Show every line of the listing that contains the word "white", treating uppercase and lowercase letters as different.
## BEGIN Information supplied
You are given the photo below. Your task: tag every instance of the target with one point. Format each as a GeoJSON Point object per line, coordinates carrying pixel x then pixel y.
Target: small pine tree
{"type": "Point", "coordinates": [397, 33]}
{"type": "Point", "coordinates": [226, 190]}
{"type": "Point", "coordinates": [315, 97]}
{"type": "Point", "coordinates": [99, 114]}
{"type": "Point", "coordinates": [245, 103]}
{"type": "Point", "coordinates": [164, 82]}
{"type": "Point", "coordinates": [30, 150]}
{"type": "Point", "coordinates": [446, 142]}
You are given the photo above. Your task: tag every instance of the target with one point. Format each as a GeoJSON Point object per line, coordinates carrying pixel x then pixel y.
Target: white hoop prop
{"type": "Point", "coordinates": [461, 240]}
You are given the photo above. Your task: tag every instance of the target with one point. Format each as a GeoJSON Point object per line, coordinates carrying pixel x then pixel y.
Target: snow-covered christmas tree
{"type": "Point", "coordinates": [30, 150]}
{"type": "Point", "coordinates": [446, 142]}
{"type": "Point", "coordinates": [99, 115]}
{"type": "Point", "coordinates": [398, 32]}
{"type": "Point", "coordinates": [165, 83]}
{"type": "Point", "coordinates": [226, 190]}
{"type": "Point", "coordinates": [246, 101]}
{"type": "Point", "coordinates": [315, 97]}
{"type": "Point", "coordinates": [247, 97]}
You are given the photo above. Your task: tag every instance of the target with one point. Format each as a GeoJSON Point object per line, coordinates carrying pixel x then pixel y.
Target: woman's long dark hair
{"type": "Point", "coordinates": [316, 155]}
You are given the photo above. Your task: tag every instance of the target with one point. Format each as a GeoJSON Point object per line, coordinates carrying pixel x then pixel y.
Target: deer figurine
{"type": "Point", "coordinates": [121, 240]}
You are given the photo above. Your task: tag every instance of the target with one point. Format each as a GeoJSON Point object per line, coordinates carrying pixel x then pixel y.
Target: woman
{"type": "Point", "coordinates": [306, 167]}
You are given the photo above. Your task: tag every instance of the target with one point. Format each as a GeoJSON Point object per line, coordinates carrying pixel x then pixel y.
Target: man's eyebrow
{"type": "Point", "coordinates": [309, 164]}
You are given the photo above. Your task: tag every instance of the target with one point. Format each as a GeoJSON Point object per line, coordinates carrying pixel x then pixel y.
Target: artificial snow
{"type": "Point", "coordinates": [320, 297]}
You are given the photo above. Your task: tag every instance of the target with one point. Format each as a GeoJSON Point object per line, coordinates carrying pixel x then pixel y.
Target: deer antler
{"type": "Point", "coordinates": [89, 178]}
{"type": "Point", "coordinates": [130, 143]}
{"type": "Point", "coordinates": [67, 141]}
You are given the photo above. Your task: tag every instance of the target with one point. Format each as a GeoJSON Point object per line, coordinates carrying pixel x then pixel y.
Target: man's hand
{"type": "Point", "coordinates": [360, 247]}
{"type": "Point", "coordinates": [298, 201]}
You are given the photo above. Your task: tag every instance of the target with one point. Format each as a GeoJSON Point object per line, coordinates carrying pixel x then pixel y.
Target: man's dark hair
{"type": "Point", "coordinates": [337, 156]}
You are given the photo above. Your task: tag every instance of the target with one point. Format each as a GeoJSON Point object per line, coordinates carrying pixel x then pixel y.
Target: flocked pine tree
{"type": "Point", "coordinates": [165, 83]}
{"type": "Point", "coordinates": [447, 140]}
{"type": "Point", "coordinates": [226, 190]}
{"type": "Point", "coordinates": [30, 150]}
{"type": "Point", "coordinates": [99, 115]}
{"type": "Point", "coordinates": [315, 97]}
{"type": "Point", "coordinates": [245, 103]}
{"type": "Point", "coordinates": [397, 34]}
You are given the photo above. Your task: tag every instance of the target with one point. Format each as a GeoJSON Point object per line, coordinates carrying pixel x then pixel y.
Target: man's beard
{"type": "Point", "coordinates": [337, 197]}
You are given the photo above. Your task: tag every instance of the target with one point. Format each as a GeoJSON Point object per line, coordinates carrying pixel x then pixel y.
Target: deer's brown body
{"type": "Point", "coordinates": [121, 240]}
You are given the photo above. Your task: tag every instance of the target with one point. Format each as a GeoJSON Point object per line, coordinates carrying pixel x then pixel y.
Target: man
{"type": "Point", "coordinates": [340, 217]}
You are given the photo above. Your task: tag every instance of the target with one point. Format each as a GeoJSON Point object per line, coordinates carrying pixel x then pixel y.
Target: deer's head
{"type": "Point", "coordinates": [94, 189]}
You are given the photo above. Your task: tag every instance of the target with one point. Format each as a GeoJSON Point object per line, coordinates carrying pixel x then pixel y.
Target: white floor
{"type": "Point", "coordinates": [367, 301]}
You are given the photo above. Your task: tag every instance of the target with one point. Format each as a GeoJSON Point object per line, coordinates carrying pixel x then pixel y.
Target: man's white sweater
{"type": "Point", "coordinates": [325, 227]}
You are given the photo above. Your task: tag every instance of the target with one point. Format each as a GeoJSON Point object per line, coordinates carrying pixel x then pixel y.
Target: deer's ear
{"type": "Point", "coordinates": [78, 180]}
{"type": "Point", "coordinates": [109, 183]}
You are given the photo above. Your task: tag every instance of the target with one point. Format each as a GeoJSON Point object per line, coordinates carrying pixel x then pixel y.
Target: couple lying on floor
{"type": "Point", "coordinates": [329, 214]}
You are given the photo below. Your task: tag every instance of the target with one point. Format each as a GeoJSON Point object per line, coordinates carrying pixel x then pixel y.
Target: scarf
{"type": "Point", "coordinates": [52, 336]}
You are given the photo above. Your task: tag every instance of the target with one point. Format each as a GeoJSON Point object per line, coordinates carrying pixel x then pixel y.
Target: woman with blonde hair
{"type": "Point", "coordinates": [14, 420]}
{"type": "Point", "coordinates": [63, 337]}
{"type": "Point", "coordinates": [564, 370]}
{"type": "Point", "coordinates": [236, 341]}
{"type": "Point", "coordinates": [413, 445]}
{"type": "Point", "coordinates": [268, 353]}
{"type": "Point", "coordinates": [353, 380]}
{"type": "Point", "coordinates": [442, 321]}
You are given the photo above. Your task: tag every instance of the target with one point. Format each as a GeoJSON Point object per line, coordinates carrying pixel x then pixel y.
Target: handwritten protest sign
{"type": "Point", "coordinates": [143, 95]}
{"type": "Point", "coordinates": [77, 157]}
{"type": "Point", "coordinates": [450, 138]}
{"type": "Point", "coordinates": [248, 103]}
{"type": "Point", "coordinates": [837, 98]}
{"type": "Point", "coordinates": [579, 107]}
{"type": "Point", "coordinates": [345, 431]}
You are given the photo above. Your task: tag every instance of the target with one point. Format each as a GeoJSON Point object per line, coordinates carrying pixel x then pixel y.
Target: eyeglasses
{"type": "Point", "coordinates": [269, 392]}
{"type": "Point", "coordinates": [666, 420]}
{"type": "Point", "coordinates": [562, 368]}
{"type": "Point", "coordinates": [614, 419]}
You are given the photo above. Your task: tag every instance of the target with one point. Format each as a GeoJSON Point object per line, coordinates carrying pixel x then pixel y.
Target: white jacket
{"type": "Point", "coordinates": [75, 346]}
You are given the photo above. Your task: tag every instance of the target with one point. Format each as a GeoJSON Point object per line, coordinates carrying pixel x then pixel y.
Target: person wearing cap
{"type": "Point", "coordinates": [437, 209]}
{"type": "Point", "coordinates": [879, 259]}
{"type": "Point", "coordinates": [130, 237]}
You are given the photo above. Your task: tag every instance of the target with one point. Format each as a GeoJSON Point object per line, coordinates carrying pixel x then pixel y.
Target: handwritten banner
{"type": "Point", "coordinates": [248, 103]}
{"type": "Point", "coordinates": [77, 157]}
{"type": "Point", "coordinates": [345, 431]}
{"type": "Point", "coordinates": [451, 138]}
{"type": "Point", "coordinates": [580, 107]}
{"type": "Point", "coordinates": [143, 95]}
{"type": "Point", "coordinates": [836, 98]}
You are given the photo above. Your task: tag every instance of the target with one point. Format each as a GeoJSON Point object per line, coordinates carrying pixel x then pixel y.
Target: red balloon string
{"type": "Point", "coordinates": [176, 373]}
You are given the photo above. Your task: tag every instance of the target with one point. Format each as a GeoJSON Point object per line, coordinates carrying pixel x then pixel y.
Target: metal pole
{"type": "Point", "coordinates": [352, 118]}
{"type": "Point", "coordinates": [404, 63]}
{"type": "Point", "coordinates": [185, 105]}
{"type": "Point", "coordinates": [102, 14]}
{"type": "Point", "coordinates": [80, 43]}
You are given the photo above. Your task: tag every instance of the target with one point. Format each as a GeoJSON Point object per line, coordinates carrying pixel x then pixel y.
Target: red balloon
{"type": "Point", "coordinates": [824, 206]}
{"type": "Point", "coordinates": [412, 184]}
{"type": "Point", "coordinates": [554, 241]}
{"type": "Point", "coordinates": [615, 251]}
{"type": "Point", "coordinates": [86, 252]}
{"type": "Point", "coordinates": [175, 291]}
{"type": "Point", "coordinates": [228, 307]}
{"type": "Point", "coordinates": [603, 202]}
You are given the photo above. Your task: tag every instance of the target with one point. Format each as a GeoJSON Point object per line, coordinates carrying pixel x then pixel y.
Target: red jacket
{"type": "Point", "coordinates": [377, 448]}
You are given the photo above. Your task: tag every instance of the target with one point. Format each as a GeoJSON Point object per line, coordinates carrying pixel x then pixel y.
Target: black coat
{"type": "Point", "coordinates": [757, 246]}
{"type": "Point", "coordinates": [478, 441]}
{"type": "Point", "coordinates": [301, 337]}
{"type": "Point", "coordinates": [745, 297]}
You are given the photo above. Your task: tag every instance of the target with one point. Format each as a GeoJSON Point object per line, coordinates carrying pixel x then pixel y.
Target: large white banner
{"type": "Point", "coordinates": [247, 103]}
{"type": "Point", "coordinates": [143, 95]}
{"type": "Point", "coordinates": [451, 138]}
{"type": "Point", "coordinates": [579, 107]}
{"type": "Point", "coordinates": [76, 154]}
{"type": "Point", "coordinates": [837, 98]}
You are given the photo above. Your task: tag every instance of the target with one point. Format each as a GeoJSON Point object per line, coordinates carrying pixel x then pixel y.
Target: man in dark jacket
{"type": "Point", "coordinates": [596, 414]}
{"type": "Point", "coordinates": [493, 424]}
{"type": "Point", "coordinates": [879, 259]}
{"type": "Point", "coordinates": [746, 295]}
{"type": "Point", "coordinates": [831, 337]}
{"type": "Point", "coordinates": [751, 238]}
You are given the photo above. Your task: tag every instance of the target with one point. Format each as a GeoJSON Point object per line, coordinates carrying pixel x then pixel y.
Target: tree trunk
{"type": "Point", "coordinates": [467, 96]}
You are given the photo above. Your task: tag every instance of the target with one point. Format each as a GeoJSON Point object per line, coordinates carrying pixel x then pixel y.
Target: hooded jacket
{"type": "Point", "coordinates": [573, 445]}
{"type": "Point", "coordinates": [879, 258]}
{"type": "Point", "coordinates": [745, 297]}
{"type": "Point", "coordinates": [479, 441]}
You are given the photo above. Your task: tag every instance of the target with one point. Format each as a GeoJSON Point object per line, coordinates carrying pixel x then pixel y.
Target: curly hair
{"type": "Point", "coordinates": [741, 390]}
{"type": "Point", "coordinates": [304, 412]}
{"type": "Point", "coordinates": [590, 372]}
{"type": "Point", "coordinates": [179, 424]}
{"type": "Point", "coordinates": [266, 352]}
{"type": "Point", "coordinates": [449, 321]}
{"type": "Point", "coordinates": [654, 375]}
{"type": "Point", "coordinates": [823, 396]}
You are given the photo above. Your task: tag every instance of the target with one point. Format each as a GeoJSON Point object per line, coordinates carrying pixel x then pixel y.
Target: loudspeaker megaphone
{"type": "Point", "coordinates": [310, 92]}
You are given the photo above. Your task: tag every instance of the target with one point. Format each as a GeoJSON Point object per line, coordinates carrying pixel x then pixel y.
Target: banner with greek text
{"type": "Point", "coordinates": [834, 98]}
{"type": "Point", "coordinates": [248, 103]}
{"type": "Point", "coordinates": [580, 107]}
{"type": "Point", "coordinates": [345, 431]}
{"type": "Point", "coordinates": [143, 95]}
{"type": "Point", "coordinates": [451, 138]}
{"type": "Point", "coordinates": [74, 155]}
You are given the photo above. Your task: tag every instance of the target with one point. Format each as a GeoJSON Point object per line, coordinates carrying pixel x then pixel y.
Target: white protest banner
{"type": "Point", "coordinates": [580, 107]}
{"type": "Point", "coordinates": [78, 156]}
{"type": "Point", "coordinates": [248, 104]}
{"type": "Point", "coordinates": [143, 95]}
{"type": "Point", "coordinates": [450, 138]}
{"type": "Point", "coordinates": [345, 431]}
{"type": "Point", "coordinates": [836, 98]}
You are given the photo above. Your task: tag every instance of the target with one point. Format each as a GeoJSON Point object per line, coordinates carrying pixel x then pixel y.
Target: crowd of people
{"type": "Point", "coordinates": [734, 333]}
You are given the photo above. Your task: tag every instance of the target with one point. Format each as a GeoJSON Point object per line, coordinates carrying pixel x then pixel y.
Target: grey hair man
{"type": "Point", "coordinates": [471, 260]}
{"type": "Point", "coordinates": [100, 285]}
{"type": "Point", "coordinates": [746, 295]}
## END Information supplied
### Answer to this task
Target: white hoop prop
Target: white floor
Target: man's white sweater
Target: white jacket
Target: large white banner
Target: white protest banner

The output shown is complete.